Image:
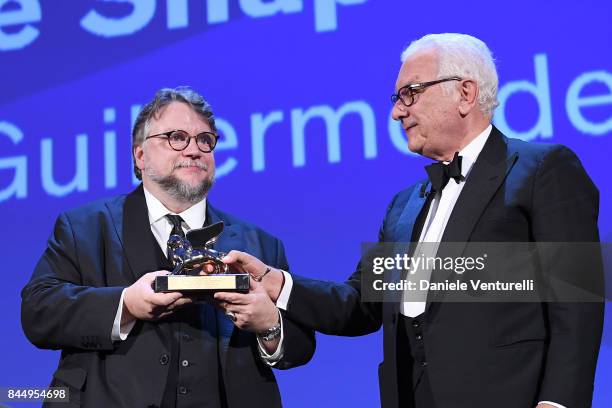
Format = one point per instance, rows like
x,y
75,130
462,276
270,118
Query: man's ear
x,y
138,153
468,96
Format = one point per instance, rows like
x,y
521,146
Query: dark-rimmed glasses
x,y
407,94
179,140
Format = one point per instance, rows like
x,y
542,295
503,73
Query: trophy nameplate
x,y
190,256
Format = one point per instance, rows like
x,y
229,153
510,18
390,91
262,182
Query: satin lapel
x,y
228,240
138,240
486,177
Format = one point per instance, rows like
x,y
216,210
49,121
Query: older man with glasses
x,y
124,345
483,187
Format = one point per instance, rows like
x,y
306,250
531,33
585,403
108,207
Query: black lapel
x,y
229,239
487,175
485,178
405,223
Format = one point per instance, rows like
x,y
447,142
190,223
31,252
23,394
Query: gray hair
x,y
163,98
464,56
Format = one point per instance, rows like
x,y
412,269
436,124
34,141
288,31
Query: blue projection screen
x,y
308,150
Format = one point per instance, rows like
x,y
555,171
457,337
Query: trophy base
x,y
202,283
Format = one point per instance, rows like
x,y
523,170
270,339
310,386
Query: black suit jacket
x,y
494,354
72,298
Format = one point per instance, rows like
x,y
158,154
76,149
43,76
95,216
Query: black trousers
x,y
414,386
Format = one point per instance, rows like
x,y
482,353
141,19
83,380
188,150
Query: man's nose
x,y
399,111
192,148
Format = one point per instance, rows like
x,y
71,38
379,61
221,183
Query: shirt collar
x,y
471,152
194,216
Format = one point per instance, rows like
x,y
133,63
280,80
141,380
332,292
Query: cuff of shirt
x,y
554,404
272,359
119,332
283,297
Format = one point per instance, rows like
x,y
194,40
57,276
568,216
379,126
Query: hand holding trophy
x,y
193,254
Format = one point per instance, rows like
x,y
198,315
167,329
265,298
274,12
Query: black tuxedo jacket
x,y
486,354
72,298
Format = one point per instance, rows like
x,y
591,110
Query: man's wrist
x,y
272,332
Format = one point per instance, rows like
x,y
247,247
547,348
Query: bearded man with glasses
x,y
484,187
123,345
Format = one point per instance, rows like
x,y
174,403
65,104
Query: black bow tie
x,y
440,173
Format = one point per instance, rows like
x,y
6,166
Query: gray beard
x,y
180,190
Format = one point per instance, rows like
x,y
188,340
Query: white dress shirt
x,y
161,227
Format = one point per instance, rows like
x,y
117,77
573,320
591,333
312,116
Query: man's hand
x,y
141,302
243,262
254,311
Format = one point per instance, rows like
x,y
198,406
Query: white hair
x,y
464,56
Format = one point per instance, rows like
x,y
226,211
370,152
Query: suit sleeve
x,y
336,308
299,341
565,209
58,309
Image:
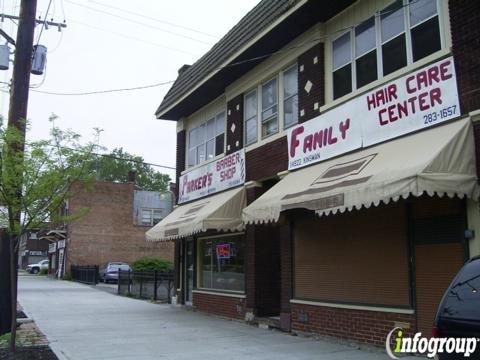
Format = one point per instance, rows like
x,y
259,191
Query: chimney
x,y
183,68
131,176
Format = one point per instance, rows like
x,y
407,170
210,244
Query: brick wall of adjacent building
x,y
234,131
311,72
369,327
227,306
107,232
464,20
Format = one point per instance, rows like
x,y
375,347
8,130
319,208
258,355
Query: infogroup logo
x,y
431,347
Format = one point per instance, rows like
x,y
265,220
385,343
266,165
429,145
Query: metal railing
x,y
152,285
87,274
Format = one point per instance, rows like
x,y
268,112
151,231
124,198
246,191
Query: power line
x,y
153,19
138,22
124,36
104,91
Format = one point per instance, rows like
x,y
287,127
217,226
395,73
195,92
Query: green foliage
x,y
67,276
150,263
113,167
44,173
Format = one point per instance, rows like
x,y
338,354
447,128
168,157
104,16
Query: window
x,y
290,96
400,34
265,105
221,263
251,117
269,108
151,217
207,140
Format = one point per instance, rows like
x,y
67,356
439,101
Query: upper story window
x,y
272,109
400,34
290,96
151,217
207,140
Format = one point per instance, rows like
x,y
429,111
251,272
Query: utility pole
x,y
17,116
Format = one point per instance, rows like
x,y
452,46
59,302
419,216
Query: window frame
x,y
407,31
206,139
286,98
280,102
151,212
198,270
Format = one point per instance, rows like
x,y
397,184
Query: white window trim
x,y
262,140
151,211
445,44
187,142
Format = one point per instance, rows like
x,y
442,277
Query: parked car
x,y
458,314
110,272
35,268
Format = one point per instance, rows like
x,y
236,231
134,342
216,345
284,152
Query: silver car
x,y
110,272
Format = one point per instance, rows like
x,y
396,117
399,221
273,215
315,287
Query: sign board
x,y
52,247
410,103
36,253
223,251
213,177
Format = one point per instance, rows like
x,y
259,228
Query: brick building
x,y
113,228
326,165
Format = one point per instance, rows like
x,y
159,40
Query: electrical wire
x,y
316,40
153,19
44,22
138,22
104,91
124,36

——

:: OBJECTIVE ::
Retype everything in the material word for word, minus pictures.

:: TASK SOLUTION ::
Image:
Format = one point per instance, rows like
x,y
75,130
462,276
270,118
Query: man's ear
x,y
138,153
468,96
Format = one point per instance, rows like
x,y
521,146
Query: dark-rimmed glasses
x,y
407,94
179,140
Format = one point per instance, rows like
x,y
542,295
503,73
Query: trophy nameplate
x,y
190,256
Format = one point per instance, rows like
x,y
229,153
510,18
390,91
262,182
Query: satin lapel
x,y
228,240
138,240
486,177
Format = one point per instance, rows like
x,y
216,210
49,121
Query: older man with glasses
x,y
124,345
483,187
Format = one point per instance, rows like
x,y
306,250
531,33
585,403
108,207
Query: black lapel
x,y
229,239
487,175
485,178
405,223
Format = one point per instance, rows like
x,y
447,142
190,223
31,252
23,394
Query: gray hair
x,y
163,98
464,56
Format = one point per instance, rows like
x,y
412,269
436,124
34,141
288,31
Query: blue projection screen
x,y
308,150
Format = one point per instance, rows like
x,y
555,171
457,337
Query: trophy base
x,y
202,283
Format = one point per instance, rows like
x,y
523,170
270,339
310,386
Query: black suit jacket
x,y
494,354
72,298
Format = one point per instance, rows like
x,y
158,154
76,149
43,76
95,216
Query: black trousers
x,y
414,386
Format = one point per instance, rows like
x,y
482,353
141,19
83,380
188,150
Query: man's nose
x,y
399,111
192,148
Format = one point per instance, rows like
x,y
71,38
379,61
221,183
Query: shirt collar
x,y
471,152
194,216
Format = one point per instance, rows like
x,y
133,63
280,80
141,380
332,292
Query: cuff of shirt
x,y
554,404
272,359
119,332
283,297
Format = one point per instance, rows like
x,y
194,40
57,276
568,216
379,126
Query: hand holding trophy
x,y
193,254
Format = one point per instance, rows like
x,y
198,315
167,329
265,298
274,12
Query: black tuxedo jacket
x,y
486,354
72,298
Format = one point per instance, rows like
x,y
591,110
Query: man's wrist
x,y
272,332
Format = one point per instance, rows like
x,y
247,247
547,348
Query: bearded man with glasses
x,y
484,187
123,345
Format = one point per instance, rows like
x,y
174,403
65,104
Query: black bow tie
x,y
440,173
Format = one point per instance, rows like
x,y
6,166
Query: gray beard
x,y
180,190
Format = one point per instance, rows like
x,y
188,340
Query: white dress shirt
x,y
161,227
Format = one point per instance, rows like
x,y
117,77
573,320
591,333
312,116
Query: man's hand
x,y
141,302
243,262
254,311
Format = one point per instance, rows like
x,y
198,406
Query: white hair
x,y
464,56
Format = one point per instance, rows like
x,y
226,211
370,152
Query: suit sleeve
x,y
336,308
299,341
565,209
58,309
Image:
Format = one point per instance, rows like
x,y
259,191
Query: chimney
x,y
183,68
131,176
Format = one point per instance, rows like
x,y
407,170
210,244
Query: brick wall of adjacent building
x,y
234,131
311,72
369,327
227,306
107,232
464,20
Format = one point per instance, rows like
x,y
375,347
8,130
319,208
258,355
Query: infogroup logo
x,y
431,347
Format = one point per instance, rows like
x,y
265,220
385,343
266,165
429,145
Query: metal railing
x,y
152,285
87,274
Format = one point per instance, rows like
x,y
268,112
151,231
124,198
246,191
Query: power line
x,y
153,19
138,22
124,36
104,91
Format = one point per instance, rows like
x,y
287,127
217,226
395,73
195,92
Query: green foliage
x,y
67,276
150,263
113,167
44,173
Format = one point per instance, rows like
x,y
338,354
447,128
168,157
104,16
Query: window
x,y
290,96
400,34
265,105
221,263
251,117
269,108
151,217
207,140
Format = one point per instance, rows like
x,y
67,356
439,101
Query: upper story window
x,y
272,109
400,34
290,96
151,217
207,140
Format = one point per instance, rows like
x,y
429,111
251,272
Query: utility pole
x,y
17,116
Format = one point per instance, rows like
x,y
452,46
59,302
419,216
Query: window frame
x,y
407,31
206,139
286,98
280,102
151,212
198,270
Format = one point per instance, rows like
x,y
397,184
Query: white window trim
x,y
262,140
151,211
445,44
187,142
Format = one point per instance, rows like
x,y
442,277
Query: parked car
x,y
458,314
110,272
35,268
Format = one point per instance, rows like
x,y
236,231
134,342
216,345
284,152
Query: silver car
x,y
110,272
Format = one point per instance, rows like
x,y
396,117
399,221
273,215
315,287
Query: sign board
x,y
52,247
410,103
36,253
223,251
213,177
Format = one point per instance, rows like
x,y
259,228
Query: brick building
x,y
113,228
326,165
Format = one point per instance, rows like
x,y
159,40
Query: electrical wire
x,y
316,40
153,19
44,22
138,22
104,91
124,36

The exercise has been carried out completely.